**To do**
• a. Retype the passage of the article on American characters in foreign films below, starting at "Love Actually (England, 2003)" and ending at "sleep with him.".
• b. Decide whether each statement agrees with the article on American characters in foreign films below, answering yes or no and quoting the words of the article that settle it. (i) Of the films on the list, Love Actually was the most popular in America. (ii) The headmaster in The Night Baghdad Fell has repeated nightmares about British soldiers storming his home. (iii) Love Actually receives an accuracy rating of 10/10.

**Given passage**

---

6 American Characters In Foreign Films (Tested for Accuracy)
America cinema gets a lot of flak for how it portrays foreigners. The bad guys are always strangely British, Hollywood can't get foreign languages right, and plots are always arranged so that oppressed groups can only stop being oppressed if they have an American leading them. But how do our international brethren portray Americans in their movies? It can be hard to tell, because while the fruits of Hollywood are exported all over the world, foreign movies aren't exactly fighting their way onto our screens. But don't worry: I've collected a bunch of international films that feature at least one American character, and made notes on how accurate they are. Next time you're traveling overseas, you might be compared to the people in ...
Love Actually (England, 2003)
Out of all the movies on this list, this British romantic comedy was the most popular in America. But in case you missed it, here's the most important America-related plotline: an English guy named Colin spends the first half of the movie dreaming about going to the USA so he can pick up women using his charming British accent. His friend mocks him, claiming that no amount of exotic voice-words will make up for his unremarkable looks and personality. Colin finally makes it to the U.S., and the twist is that there is no twist: the American women he meets adore his accent and all want to sleep with him.
There's also a plot about a lecherous American president played by Billy Bob Thornton, but let's pretend that never happened.
To figure this one out I went right to the source, and interviewed an Englishman who's lived in America for several years. Over a nostalgic lunch of teeth-and-kidney sausages and sheep's-foot stew, I asked him about the accuracy of the Love Actually scene. I was immediately assured that it was 100 percent true. According to Mr. British, the simple act of ordering food or buying groceries in America has gotten him looked at by surrounding women "in a way that made me bitterly resent not moving to America when I was 16." I couldn't get any further details because he was then dragged away by a group of adoring Americans and warm beer spilled everywhere, but it was all I needed to know.
Accuracy Rating: 9/10
The Night Baghdad Fell (Egypt, 2005)
This comedy chronicles the reactions of normal Egyptians to the U.S. invasion of Iraq in 2003. Everyone in the movie is afraid that Egypt will be next on the invasion list, and the protagonist, a school headmaster, starts having repeated nightmares about American soldiers storming his home. In a sequence of events that I'm sure makes sense if you're familiar with Egyptian comedy, all the male characters react to this invasion fear by becoming impotent. Eventually, one newlywed wife has an idea: the next time she and her husband go to bed together, she dresses up as an American soldier and calls herself "Jack." Once again, I'm sure it makes sense if you're really into the Egyptian cinematic comedy scene of the early 2000s.
"Let's play 'invade the' -- no, too easy. Let's play 'aim your rifle at the' -- nope. Look, let's just have sex."

---

(Dataset records)

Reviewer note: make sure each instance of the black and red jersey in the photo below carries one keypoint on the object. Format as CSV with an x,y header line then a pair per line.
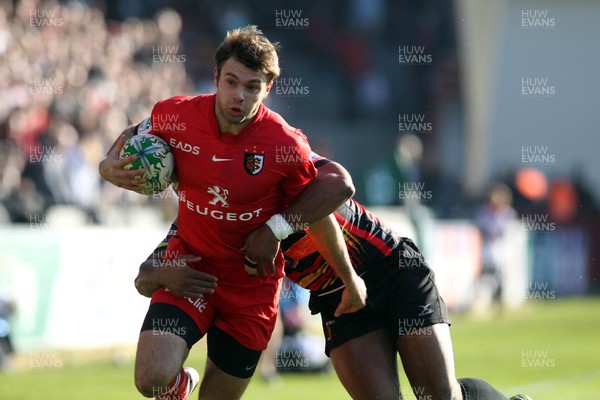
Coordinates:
x,y
367,238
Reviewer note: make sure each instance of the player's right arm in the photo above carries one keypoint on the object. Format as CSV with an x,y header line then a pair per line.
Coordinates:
x,y
112,168
175,274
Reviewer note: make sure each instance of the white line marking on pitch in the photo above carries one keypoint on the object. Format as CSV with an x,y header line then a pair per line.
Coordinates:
x,y
545,385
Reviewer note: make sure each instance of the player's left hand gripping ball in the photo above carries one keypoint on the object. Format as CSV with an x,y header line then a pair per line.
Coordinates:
x,y
155,161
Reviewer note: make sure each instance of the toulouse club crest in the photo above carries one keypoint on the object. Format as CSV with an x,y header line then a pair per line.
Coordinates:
x,y
253,162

---

**Solved tasks**
• a.
Love Actually (England, 2003)
Out of all the movies on this list, this British romantic comedy was the most popular in America. But in case you missed it, here's the most important America-related plotline: an English guy named Colin spends the first half of the movie dreaming about going to the USA so he can pick up women using his charming British accent. His friend mocks him, claiming that no amount of exotic voice-words will make up for his unremarkable looks and personality. Colin finally makes it to the U.S., and the twist is that there is no twist: the American women he meets adore his accent and all want to sleep with him.

• b.
(i) Yes: "Out of all the movies on this list, this British romantic comedy was the most popular in America."
(ii) No: "starts having repeated nightmares about American soldiers storming his home."
(iii) No: "Accuracy Rating: 9/10"